┏━━

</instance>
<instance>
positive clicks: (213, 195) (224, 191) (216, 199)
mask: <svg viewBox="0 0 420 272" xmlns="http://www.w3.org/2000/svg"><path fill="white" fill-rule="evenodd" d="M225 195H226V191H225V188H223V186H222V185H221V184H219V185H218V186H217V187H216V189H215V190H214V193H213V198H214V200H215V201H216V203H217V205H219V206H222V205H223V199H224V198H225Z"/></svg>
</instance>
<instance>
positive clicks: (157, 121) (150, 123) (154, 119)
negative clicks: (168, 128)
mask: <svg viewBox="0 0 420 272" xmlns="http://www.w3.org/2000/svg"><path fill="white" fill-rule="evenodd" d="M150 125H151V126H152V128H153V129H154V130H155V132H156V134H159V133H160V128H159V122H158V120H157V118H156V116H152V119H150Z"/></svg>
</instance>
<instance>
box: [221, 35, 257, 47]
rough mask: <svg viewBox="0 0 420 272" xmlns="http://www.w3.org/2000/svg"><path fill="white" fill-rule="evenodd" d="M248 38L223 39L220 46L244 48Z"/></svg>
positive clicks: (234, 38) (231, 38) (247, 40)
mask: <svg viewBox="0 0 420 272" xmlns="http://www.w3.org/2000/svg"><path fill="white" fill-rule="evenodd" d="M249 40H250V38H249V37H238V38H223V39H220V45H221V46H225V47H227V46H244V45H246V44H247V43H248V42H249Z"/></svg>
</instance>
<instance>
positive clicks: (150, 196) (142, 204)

┗━━

### Prompt
All of the material above needs to be output exactly, with no line left out.

### Problem solution
</instance>
<instance>
positive clicks: (213, 195) (224, 191) (216, 199)
mask: <svg viewBox="0 0 420 272" xmlns="http://www.w3.org/2000/svg"><path fill="white" fill-rule="evenodd" d="M225 195H226V191H225V188H223V186H222V185H221V184H219V185H218V186H217V187H216V189H215V190H214V193H213V198H214V200H215V201H216V203H217V205H219V206H222V205H223V199H224V198H225Z"/></svg>
</instance>
<instance>
positive clicks: (157, 121) (150, 123) (154, 119)
negative clicks: (168, 128)
mask: <svg viewBox="0 0 420 272" xmlns="http://www.w3.org/2000/svg"><path fill="white" fill-rule="evenodd" d="M150 125H151V126H152V128H153V129H154V130H155V132H156V134H159V133H160V128H159V122H158V120H157V118H156V116H152V119H150Z"/></svg>
</instance>
<instance>
box: [221, 35, 257, 47]
rough mask: <svg viewBox="0 0 420 272" xmlns="http://www.w3.org/2000/svg"><path fill="white" fill-rule="evenodd" d="M248 38L223 39L220 46L244 48Z"/></svg>
positive clicks: (234, 38) (231, 38) (247, 40)
mask: <svg viewBox="0 0 420 272" xmlns="http://www.w3.org/2000/svg"><path fill="white" fill-rule="evenodd" d="M249 40H250V38H249V37H238V38H223V39H220V45H221V46H225V47H227V46H244V45H246V44H247V43H248V42H249Z"/></svg>
</instance>
<instance>
positive clicks: (150, 196) (142, 204)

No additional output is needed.